Task details:
Reproduce the stretch of the text below from "Did you see" to "there with them.", word for word.
START Reading text
Mount Mary to offer 3-year  degrees in digital marketing and cybersecurity next year.  The degrees will require 95 credit hours of study, rather than the 120 hours required for other degrees.  MM will be the only university in Wisconsin to offer a 3-year bachelor's degree.  Their decision to do so invites the question of why colleges and universities have almost uniformly required 4 years of study, 120 credit hours, to earn a bachelor's degree.  Why are 2 years required for an associate's degree?  Why are 4 years required for a medical degree and 3 years for a law degree?  I believe all of these requirements are mostly for the benefit of the educational institutions, rather than their students or the public.  Higher education is Big Business and suffers from all the sins of other organizations in terms of self-serving policies, circling the wagons when attacked, etc.

Terry Moran worked for ABC for many years, a top-notch reporter.  He was on Charlie Sykes' podcast this morning on YouTube, and I watched the entire interview.  Moran was fired by ABC on June 8th of this year for placing on Twitter (or X) the following:

"The thing about Stephen Miller is not that he is the brains behind Trumpism. Yes, he is one of the people who conceptualizes the impulses of the Trumpist movement and translates them into policy. But that's not what's interesting about Miller.  t's not brains. It's bile. Miller is a man who is richly endowed with the capacity for hatred. He's a world-class hater. You can see this just by looking at him because you can see that his hatreds are his spiritual nourishment. He eats his hate.

Trump is a world-class hater. But his hatred is only a means to an end, and that end his his own glorification [sic]. That's his spiritual nourishment." 

Moran's tweet was impolitic and unwise, but true.  We can see Miller's world-class hatred just by looking at him. 

Text exchange with LOA:

On Sunday, November 23, 2025 at 07:31:42 PM CST, Lawrence Anderson wrote:

Did you see the “60 Minutes” episode on Russian war crimes tonight? If not, take a look. Don’t know where or when, but some day those assholes are gonna answer.. Just hope our uniform guys aren’t standing there with them. 

On Nov 24, 2025, at 5:38 PM, Charles Clausen wrote:

I missed it but will try to find it.  Those Russian military folk are pretty nasty.  I'm recalling how at the end of WWII, the Germans were desperate to do anything to keep from falling into the hands of the Russians.  I'm thinking too of a former Marine I med years ago who had gove back to Vietnam after the war.  He told me the Vietnamese loved the American tourists, but hated Russians.  Go figure.  . . . . .  I see Hegseth and his apparatchiks are trying to go after Mark Kelly for that 'unlawful orders' video.  I hope nothing comes of it, but I wish Kelly and the others hadn't made the video.  Trying to figure out what orders are lawful and which are unlawful can be a near-impossible job even in good circumstances.  My hunch is that when a Marine decides not to obey an order that seems wrong, it's not based on any legal analysis or judgment, but on the Marine learned at home, in church, or in Sunday school.  It's based more on notions of personal sin and morality than on "unlawfulness."  . . . . . If I don't see or hear from you again before Thursday, I wish you and Jan and all your dear ones a blessed Thanksgiving.  I'm thankful for our long friendship and for introducing me to your terrific wife.  She's a treasure.  So are you.
END Reading text
START Exercise data
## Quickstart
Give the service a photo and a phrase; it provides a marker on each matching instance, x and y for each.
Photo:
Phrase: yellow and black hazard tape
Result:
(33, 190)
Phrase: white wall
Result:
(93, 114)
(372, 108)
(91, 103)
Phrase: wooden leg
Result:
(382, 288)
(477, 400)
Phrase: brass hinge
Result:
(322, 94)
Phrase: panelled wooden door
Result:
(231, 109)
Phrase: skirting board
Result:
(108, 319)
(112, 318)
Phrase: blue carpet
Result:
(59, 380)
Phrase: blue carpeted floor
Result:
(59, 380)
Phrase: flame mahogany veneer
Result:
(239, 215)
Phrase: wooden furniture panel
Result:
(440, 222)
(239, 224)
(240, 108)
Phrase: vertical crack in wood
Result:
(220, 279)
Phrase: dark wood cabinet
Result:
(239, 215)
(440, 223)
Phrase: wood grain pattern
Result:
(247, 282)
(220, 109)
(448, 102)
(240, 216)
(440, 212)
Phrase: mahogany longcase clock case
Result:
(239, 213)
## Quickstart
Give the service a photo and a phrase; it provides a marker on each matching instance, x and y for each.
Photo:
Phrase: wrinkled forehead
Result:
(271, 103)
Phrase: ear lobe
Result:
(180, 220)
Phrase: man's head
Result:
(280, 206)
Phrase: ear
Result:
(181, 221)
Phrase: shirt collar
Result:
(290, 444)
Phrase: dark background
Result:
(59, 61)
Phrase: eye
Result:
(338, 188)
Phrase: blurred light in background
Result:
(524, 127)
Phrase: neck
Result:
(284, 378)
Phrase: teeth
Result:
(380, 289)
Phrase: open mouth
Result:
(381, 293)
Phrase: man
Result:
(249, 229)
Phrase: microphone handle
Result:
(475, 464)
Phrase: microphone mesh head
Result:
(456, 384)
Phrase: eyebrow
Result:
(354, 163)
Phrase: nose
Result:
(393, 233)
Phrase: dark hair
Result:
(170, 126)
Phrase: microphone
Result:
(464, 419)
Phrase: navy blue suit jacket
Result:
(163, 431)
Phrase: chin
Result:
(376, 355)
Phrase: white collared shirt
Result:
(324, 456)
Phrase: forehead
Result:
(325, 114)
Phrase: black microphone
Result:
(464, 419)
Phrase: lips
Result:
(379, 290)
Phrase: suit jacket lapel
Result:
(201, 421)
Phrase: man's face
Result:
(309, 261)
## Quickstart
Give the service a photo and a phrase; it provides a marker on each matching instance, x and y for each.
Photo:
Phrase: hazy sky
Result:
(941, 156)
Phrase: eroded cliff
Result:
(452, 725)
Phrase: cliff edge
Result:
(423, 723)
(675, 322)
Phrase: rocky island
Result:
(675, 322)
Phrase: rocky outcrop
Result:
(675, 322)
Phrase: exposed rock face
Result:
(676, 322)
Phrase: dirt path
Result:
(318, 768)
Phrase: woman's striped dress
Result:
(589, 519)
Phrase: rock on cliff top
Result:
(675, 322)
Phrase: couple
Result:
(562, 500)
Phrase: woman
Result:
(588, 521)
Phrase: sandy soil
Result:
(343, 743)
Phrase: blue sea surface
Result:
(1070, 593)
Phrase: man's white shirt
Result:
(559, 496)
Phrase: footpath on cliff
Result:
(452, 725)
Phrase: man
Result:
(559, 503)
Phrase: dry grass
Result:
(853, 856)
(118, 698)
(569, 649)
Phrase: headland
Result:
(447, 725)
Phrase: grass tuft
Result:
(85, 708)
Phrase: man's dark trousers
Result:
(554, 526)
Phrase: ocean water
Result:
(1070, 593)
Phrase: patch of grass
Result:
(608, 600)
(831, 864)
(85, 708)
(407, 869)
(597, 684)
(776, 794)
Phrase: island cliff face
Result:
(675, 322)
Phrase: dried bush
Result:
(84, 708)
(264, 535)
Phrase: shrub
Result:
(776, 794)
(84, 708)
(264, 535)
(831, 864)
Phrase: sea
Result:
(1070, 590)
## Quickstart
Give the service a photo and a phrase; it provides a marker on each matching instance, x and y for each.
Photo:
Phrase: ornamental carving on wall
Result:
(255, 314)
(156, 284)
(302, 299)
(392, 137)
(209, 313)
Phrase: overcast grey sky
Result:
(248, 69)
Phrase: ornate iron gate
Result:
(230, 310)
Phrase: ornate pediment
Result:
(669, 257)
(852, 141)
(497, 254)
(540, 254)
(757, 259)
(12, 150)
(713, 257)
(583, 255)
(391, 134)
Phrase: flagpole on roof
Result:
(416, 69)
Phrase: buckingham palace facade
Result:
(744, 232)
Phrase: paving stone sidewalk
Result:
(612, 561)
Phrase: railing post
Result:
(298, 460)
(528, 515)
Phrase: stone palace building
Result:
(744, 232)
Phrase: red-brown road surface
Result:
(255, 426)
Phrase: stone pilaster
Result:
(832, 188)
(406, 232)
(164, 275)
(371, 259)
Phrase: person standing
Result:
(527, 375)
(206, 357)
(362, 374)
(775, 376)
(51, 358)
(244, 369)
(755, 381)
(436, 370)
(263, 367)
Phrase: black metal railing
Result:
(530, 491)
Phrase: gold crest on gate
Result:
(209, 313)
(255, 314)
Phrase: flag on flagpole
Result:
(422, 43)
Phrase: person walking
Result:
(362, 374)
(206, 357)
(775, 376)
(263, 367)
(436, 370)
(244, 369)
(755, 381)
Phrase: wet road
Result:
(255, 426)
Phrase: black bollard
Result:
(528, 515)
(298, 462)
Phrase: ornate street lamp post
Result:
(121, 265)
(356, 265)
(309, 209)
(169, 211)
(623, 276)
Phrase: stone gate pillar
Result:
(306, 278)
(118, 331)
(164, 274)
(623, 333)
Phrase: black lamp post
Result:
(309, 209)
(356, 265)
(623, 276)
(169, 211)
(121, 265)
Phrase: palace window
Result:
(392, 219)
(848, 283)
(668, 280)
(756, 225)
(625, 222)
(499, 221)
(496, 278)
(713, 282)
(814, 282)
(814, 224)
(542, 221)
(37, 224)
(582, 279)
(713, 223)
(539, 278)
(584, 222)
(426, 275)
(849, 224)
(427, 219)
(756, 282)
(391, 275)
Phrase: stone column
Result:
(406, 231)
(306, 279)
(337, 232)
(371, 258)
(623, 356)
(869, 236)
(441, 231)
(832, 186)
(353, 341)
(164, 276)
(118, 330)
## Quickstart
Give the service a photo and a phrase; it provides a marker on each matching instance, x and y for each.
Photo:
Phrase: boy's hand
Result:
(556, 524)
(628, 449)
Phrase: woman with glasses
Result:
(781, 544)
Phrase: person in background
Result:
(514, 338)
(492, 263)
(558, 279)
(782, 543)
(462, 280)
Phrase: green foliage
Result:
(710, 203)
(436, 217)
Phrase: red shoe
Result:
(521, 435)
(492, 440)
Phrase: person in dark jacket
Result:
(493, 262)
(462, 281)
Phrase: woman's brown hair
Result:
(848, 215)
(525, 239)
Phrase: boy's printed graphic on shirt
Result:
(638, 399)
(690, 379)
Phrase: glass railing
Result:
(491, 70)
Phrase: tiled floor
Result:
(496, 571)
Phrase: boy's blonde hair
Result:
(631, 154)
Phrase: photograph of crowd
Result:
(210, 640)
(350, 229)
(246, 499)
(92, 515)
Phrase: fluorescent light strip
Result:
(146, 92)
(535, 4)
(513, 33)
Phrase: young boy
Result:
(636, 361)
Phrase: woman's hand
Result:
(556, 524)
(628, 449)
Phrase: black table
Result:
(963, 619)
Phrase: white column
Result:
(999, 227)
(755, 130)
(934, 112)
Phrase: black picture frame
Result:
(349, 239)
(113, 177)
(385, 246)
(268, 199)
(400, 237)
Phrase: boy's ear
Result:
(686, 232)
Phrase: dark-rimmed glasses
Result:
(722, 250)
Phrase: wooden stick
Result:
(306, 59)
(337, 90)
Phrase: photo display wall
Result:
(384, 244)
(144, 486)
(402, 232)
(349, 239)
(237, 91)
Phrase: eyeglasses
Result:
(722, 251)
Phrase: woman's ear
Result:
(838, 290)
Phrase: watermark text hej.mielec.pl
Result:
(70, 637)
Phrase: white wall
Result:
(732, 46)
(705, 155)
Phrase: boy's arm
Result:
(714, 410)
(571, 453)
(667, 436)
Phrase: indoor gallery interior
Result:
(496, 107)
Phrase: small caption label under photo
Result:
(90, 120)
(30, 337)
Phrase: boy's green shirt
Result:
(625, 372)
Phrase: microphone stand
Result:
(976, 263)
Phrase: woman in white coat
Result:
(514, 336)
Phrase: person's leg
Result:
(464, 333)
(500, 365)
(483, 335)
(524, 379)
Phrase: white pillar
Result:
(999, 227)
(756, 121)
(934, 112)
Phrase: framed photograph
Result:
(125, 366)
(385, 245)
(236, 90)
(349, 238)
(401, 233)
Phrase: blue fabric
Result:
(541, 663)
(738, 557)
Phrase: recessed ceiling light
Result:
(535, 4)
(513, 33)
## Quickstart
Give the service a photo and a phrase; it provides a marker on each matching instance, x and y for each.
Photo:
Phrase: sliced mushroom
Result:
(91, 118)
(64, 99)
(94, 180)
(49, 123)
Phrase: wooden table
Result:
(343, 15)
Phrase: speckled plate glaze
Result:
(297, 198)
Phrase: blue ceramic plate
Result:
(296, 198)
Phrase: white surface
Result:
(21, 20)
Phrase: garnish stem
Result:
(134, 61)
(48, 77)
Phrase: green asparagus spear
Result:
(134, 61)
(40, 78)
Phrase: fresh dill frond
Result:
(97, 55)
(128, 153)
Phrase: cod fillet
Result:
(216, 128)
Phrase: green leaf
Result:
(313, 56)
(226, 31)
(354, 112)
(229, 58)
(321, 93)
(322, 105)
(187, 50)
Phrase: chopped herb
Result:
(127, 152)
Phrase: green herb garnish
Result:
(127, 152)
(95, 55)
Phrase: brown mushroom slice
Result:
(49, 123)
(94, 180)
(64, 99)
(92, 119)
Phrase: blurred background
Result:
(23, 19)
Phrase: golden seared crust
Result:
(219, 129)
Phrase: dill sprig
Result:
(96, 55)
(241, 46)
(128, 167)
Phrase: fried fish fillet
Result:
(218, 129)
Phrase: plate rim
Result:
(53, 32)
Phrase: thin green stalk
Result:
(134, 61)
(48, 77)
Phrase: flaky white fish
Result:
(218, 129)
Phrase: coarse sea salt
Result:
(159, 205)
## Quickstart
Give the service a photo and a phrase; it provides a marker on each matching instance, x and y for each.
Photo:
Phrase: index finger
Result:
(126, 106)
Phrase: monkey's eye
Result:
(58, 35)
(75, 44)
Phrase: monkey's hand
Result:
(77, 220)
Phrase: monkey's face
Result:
END Exercise data
Task result:
Did you see the “60 Minutes” episode on Russian war crimes tonight? If not, take a look. Don’t know where or when, but some day those assholes are gonna answer.. Just hope our uniform guys aren’t standing there with them.